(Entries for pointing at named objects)
—————

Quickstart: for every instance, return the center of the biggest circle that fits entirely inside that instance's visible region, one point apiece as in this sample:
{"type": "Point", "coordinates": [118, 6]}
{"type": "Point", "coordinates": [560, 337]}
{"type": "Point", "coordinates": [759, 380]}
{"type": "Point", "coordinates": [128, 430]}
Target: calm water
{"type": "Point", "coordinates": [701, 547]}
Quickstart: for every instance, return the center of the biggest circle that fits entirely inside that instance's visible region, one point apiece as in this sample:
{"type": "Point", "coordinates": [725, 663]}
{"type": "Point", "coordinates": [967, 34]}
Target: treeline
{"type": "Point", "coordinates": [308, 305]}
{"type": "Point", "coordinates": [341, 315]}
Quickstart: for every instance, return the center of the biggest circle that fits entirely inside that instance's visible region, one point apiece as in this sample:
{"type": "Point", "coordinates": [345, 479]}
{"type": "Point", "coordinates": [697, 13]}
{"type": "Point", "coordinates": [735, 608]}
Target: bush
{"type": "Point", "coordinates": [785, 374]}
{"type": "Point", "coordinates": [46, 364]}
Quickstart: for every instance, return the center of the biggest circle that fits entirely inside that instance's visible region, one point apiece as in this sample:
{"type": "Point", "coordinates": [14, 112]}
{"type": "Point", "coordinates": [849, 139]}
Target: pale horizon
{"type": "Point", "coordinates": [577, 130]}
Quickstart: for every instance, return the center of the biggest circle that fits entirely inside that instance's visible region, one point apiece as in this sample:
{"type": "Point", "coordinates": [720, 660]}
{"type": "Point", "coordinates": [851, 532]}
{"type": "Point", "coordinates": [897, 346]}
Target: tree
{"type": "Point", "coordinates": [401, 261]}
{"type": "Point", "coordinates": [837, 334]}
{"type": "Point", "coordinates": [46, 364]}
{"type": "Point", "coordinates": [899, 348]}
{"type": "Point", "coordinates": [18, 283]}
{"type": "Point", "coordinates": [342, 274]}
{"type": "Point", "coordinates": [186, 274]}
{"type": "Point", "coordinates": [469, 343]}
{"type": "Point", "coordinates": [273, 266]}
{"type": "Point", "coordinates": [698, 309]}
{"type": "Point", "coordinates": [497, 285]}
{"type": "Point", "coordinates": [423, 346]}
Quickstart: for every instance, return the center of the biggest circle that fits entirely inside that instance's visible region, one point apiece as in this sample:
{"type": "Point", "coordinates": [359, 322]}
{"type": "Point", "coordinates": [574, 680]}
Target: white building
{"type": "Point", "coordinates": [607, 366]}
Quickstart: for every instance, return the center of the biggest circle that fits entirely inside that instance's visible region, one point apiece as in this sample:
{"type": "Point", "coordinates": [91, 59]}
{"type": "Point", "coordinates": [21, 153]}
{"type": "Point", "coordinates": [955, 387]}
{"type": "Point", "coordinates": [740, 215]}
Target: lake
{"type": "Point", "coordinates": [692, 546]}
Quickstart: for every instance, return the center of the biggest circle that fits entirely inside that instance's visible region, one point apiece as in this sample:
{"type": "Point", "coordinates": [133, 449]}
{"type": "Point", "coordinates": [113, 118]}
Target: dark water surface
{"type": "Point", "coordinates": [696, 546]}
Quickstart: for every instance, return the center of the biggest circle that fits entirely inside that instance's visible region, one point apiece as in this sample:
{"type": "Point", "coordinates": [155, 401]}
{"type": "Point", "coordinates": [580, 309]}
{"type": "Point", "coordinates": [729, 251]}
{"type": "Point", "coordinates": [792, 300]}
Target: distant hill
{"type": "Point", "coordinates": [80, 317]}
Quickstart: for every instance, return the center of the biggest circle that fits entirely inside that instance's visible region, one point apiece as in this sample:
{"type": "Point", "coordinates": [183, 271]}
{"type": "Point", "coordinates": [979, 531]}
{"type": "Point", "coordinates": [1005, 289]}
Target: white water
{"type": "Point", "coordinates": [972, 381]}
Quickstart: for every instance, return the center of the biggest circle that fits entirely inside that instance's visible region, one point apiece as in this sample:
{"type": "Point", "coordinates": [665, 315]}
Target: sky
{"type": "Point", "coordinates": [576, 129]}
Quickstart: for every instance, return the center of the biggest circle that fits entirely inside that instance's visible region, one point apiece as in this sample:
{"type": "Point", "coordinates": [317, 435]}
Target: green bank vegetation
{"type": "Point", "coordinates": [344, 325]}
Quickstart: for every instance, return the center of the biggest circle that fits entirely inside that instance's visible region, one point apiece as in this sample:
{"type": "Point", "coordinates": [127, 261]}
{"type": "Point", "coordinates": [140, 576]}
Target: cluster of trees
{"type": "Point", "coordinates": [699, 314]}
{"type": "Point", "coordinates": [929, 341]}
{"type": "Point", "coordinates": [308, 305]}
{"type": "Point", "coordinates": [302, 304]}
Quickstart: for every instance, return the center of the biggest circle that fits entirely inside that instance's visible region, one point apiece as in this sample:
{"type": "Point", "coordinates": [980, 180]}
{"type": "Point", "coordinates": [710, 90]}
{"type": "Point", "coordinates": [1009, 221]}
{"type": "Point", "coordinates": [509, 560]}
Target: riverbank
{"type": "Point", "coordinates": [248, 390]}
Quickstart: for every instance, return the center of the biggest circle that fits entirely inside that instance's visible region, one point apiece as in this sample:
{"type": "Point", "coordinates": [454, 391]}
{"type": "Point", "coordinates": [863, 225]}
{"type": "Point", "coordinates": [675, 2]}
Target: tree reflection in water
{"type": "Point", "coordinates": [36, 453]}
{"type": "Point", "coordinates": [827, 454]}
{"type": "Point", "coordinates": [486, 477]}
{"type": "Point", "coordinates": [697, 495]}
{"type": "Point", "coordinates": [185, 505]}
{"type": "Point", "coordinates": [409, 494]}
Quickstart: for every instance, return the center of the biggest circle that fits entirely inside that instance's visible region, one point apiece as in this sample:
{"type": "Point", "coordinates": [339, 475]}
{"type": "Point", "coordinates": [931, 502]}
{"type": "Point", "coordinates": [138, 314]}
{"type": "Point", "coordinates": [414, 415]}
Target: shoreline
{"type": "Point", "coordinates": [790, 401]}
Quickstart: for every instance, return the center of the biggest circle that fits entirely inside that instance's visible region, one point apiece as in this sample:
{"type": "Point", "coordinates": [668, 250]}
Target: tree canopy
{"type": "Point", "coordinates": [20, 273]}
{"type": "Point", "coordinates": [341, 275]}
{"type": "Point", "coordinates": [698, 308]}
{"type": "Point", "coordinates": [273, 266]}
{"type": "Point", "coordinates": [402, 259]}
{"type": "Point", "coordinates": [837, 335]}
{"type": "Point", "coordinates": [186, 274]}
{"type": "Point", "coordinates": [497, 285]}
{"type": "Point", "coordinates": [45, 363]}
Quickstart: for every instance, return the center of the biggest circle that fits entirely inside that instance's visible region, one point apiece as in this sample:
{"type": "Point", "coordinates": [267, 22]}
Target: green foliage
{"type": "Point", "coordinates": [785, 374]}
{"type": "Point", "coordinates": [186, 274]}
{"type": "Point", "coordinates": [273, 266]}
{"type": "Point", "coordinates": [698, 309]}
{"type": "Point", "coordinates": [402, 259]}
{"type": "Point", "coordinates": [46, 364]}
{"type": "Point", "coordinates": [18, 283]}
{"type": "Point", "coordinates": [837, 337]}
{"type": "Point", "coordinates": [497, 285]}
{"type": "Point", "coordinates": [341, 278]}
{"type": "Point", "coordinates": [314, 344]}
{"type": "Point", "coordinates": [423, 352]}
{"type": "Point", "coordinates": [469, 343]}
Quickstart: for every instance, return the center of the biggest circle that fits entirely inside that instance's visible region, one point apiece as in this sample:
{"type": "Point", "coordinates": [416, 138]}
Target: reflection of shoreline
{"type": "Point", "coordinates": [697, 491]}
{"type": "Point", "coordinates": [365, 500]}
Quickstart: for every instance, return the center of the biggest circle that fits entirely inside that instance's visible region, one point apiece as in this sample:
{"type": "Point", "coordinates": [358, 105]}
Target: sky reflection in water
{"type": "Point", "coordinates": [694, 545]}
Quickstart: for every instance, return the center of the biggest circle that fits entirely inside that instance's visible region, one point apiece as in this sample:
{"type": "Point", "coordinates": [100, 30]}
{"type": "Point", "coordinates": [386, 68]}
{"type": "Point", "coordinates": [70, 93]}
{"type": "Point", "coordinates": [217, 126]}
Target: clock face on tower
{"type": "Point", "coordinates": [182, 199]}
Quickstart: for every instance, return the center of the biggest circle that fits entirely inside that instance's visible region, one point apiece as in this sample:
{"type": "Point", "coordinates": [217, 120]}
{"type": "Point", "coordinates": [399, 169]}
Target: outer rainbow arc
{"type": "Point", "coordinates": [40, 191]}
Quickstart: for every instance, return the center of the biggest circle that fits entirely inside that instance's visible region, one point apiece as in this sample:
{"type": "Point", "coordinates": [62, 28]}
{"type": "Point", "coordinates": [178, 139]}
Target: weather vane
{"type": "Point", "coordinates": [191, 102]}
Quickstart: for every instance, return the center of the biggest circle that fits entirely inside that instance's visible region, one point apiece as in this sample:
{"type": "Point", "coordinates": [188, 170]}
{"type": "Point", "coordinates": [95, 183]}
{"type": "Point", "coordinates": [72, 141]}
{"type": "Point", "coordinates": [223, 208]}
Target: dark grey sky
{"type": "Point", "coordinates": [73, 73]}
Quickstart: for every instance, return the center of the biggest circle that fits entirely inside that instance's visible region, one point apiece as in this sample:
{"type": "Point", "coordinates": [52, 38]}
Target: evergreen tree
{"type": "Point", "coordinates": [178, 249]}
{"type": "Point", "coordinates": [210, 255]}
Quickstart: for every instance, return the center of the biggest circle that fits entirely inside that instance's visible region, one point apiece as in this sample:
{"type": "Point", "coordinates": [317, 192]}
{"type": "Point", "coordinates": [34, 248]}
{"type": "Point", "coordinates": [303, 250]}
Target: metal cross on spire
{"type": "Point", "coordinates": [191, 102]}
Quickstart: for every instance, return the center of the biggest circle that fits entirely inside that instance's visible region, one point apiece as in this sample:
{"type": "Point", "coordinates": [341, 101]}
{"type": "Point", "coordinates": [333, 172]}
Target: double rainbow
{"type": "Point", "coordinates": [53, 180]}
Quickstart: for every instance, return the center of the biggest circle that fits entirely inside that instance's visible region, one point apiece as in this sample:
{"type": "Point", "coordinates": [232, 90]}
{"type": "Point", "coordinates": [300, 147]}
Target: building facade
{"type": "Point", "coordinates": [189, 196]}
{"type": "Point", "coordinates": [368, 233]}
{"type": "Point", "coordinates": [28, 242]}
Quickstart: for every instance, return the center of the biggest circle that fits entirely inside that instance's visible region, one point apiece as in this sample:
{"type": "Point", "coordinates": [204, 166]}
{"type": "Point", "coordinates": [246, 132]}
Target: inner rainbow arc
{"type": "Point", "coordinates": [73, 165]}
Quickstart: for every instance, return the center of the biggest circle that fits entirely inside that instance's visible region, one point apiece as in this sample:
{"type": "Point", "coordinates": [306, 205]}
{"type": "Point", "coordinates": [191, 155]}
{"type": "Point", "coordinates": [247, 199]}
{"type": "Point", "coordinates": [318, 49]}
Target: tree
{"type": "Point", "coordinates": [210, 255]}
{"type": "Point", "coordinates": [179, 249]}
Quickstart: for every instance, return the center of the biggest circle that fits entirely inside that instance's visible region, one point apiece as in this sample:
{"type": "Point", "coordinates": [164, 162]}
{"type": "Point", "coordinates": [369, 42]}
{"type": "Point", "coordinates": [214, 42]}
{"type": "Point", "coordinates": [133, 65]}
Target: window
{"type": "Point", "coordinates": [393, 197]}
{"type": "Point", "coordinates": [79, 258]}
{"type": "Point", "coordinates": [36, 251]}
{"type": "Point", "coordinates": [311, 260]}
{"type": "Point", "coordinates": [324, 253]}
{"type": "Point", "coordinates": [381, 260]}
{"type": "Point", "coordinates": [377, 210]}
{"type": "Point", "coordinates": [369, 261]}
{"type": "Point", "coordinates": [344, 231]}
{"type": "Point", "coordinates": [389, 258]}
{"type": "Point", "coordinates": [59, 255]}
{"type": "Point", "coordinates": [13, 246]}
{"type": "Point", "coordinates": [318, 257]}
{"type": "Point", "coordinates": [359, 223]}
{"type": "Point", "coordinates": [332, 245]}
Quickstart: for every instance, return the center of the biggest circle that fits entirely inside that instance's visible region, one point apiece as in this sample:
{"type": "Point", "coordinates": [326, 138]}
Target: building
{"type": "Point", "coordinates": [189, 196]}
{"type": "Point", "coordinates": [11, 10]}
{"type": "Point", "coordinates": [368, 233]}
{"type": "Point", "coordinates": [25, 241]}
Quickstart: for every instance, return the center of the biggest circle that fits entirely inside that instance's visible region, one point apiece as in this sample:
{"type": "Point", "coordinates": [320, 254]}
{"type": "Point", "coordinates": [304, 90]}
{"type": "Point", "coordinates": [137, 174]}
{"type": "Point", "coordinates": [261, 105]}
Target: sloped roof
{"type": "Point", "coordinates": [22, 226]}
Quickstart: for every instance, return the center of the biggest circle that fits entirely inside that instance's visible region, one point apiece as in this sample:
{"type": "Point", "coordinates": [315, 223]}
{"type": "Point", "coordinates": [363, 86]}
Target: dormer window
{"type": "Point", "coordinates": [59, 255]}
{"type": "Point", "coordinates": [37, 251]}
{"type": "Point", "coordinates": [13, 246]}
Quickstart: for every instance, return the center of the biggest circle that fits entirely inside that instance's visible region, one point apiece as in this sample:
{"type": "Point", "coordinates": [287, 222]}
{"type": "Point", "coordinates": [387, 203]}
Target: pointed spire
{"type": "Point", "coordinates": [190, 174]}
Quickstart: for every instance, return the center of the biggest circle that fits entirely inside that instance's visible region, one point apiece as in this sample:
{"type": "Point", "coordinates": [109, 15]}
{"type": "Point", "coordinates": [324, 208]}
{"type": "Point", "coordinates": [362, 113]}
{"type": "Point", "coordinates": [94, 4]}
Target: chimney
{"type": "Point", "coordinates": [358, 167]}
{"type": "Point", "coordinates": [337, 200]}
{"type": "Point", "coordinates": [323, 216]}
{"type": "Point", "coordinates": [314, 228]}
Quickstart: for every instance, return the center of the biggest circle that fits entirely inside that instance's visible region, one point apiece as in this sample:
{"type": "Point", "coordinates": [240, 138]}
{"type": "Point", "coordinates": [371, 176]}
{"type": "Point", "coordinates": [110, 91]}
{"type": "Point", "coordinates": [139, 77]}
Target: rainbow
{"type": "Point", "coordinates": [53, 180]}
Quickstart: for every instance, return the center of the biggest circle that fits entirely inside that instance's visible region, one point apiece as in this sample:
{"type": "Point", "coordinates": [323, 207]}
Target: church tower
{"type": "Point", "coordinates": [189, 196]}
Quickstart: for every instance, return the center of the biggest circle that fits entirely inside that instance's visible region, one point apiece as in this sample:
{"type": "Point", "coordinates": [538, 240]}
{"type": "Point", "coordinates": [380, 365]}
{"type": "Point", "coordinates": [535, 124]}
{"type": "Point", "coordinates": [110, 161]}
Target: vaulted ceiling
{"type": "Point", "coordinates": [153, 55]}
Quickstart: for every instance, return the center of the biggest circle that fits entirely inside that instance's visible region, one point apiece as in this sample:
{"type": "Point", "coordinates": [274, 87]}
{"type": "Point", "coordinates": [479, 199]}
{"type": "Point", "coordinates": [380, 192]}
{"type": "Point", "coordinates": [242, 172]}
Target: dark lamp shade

—————

• _Instructions for the task_
Extract each line of the material above that contains the string "rainbow", copying the full line.

• _Exercise response_
Target: outer rainbow arc
Target: double rainbow
Target: inner rainbow arc
Target: rainbow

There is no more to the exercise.